» Metin Bölümü
----------------
TANSU Çiller'in önümüzdeki seçimler için hazırladığı program "değişim" vaadi üzerine oturtulmuş. Madem ki bu ülkede hiçbir şey iyi gitmiyor, "bunların hepsini değiştirmek gerekir." Demokrasi değişecek, devlet yeniden yapılanacak, adalet sistemi değişecek, sağlık sistemi değişecek.
Tabii ki bütün bunların olabilmesi için Tansu Çiller ve Doğru Yol Partisi de değişecek.
Mesut Yılmaz, seçimler için hazırladığı programı "sessiz çoğunluğa" dayandırmış, "ANAP'ın alternatifi şer kuvvetleridir, yarınınızı ve çocuklarınızı kime emanet edeceğinizi iyi düşünün" demişti.
Tansu Çiller ise, 1946 yılında "Yeter, söz milletindir" sloganı ile demokrasi mücadelesini başlatan Demokrat Parti'nin varisi olarak DYP'nin bu seçime "Hak milletin olacak" sloganı ile gireceğini söylüyor.
Bir parti başkanı için ve de bir parti için "değişmek kolay" da "değiştirmek çok zor." Anayasa'yı, yasaları, bürokrasiyi değiştirmek parlamentodaki oy çokluğuna bağlı. Ekonomiyi, hatta adalet sistemini, sağlık sistemini, eğitim sistemini değiştirmek ise paraya bağlı.
----------------
(Nesnelerin göründüğü yerlere ilişkin veri kümesi satırları)
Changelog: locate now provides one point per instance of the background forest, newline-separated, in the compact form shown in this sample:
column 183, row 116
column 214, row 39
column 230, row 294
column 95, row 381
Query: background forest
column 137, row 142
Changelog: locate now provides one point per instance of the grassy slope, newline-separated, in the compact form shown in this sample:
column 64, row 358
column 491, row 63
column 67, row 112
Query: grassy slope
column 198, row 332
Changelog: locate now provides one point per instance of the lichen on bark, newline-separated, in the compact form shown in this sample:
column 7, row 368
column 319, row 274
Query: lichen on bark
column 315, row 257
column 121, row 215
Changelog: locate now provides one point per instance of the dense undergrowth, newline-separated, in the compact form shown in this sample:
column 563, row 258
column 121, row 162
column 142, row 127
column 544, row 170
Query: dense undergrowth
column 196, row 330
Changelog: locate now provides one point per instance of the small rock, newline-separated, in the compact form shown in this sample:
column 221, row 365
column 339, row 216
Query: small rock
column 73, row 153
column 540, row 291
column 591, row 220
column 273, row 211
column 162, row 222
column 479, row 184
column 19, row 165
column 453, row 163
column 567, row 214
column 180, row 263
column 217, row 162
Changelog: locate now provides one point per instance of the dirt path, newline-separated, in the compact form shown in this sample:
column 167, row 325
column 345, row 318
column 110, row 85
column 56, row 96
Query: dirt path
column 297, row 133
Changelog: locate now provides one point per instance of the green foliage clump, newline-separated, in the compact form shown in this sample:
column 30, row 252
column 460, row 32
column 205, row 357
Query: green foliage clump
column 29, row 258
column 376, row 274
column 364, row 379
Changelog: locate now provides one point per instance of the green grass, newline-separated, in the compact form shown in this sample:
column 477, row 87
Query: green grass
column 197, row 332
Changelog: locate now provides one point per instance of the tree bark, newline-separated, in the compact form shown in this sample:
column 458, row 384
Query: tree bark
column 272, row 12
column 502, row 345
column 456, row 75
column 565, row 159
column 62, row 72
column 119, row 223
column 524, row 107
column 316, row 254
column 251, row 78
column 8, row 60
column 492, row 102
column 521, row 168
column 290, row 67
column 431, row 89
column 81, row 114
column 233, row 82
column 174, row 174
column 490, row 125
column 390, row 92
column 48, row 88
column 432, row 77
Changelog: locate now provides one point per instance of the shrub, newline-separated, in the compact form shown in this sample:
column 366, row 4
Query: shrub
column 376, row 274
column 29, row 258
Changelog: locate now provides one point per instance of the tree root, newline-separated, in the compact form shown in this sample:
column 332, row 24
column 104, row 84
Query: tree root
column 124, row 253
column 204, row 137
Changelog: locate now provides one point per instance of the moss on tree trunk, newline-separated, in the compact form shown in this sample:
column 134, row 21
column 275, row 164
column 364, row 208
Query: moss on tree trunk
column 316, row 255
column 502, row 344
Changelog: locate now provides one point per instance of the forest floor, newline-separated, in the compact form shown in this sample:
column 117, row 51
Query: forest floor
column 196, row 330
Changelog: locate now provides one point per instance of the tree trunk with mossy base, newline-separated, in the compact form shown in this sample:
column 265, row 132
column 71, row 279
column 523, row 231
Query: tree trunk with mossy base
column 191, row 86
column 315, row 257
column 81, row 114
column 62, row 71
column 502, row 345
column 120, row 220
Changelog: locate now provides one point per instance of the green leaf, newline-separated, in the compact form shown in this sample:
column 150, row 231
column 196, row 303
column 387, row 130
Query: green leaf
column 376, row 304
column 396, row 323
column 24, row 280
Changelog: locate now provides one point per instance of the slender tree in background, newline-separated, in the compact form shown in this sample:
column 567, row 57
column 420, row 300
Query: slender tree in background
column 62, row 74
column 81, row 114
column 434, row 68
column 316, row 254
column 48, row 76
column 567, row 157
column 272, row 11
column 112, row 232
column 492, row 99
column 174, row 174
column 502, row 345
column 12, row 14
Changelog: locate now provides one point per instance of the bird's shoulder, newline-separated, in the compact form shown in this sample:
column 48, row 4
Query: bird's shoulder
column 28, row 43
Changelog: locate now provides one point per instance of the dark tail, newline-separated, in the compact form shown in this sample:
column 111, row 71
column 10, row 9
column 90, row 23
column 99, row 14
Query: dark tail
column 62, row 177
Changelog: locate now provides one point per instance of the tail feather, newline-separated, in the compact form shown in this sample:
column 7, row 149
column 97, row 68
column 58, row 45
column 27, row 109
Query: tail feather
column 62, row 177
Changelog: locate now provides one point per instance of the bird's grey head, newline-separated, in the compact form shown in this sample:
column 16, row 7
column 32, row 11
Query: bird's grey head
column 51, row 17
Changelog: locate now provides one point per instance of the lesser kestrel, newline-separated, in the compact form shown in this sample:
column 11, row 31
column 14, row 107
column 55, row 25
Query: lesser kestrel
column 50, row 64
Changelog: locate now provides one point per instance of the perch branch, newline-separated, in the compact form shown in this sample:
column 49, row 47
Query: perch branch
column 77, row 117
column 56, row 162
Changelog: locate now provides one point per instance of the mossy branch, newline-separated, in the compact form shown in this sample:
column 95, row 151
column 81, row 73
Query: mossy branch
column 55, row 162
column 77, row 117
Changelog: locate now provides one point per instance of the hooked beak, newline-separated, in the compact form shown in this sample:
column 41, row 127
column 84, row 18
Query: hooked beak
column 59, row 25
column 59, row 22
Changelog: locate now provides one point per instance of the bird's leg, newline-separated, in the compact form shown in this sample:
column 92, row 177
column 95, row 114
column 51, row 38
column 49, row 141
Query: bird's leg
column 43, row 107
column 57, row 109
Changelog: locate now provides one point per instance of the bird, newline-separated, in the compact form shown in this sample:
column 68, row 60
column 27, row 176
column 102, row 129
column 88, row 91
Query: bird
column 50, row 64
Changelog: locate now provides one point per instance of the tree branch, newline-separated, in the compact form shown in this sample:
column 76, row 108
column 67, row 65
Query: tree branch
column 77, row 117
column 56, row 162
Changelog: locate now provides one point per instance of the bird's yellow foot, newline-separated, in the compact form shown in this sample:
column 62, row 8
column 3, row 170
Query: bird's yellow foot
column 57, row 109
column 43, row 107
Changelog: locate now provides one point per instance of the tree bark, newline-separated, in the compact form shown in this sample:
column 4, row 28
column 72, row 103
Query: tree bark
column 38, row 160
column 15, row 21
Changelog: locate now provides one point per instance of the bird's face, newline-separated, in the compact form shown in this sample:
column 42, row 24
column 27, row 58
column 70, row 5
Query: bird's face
----------------
» Görevler ve Alıştırmalar
a) Seçim programlarına ilişkin metinden "Mesut Yılmaz, seçimler" sözcüklerinin yer aldığı kısımdan başlayıp "ise paraya bağlı." sözcüklerinden sonra biten bölümü harfi harfine tekrarlayınız.
b) Seçim programlarına ilişkin metni, gösterilen son cümlenin ardından gelecek bölümle tamamlayınız.

» Görev Sonuçları
a)
Mesut Yılmaz, seçimler için hazırladığı programı "sessiz çoğunluğa" dayandırmış, "ANAP'ın alternatifi şer kuvvetleridir, yarınınızı ve çocuklarınızı kime emanet edeceğinizi iyi düşünün" demişti.
Tansu Çiller ise, 1946 yılında "Yeter, söz milletindir" sloganı ile demokrasi mücadelesini başlatan Demokrat Parti'nin varisi olarak DYP'nin bu seçime "Hak milletin olacak" sloganı ile gireceğini söylüyor.
Bir parti başkanı için ve de bir parti için "değişmek kolay" da "değiştirmek çok zor." Anayasa'yı, yasaları, bürokrasiyi değiştirmek parlamentodaki oy çokluğuna bağlı. Ekonomiyi, hatta adalet sistemini, sağlık sistemini, eğitim sistemini değiştirmek ise paraya bağlı.

b)
Para demek, üretim demek. Üretim artmadan hiçbir şey yapılamaz. Değişim gerçekleştirilemez. Üretim olmaz ise Türkiye dünya ülkeleri sıralamasında ileri değil, geriye gitmeye devam eder.
Mesut Yılmaz ile Tansu Çiller'in programlarındaki ortak hedef "Türkiye'nin 21'inci yüzyılda dünyanın ilk 10 büyük ülkesi arasında yer alması."
Bu hedefe laf ile ulaşılmaz, üretim artışı ile ulaşılır. Mesut Yılmaz'ın programında olduğu gibi Tansu Çiller'in programında da üretimin nasıl artırılacağı, gelişmenin kaynaklarının nasıl sağlanacağı konusunda açıklık yok.
İki programda da sanayi yok. Sanayici yok. İhracatçı yok. Bankalar yok.
Tansu Çiller arası iyi olmadığı için büyük sanayicileri, bankacıları, TÜSİAD'cıları, medyayı karşısına alma cesaretini göstererek seçime giriyor. Sendikalar yanında değil, ticaret ve sanayi odaları ile borsalar şemsiyesi altında toplanan Anadolu tüccarını ise Yalım Erez çekmiş götürmüş. Kala kala esnaf, çiftçi ve KOBİ'ler kalmış.
Mesut Yılmaz'ın büyük sanayicilerle, bankacılarla, TÜSİAD'cılar ile, medya ile arası iyi ama, ANAP'ın bu kesimin potansiyelini, gelişmenin hızlandırılmasında kullanmaya yönelik ne bir fikri ne de bir projesi var.
Özetle, merkezdeki iki parti ANAP ve DYP, Türk ekonomisinin temel dinamikleri büyük sanayii, finans kesimini, ihracatçıları yok sayarak seçime giriyor.
Tansu Çiller, "Büyükler Arasında Büyük Türkiye" hedefini üç şeye dayandırıyor: (1) Avrupa Birliği'ne tam üyelik, (2) Türk cumhuriyetleri ile serbest ticaret, (3) Global talebe uygun global üretim.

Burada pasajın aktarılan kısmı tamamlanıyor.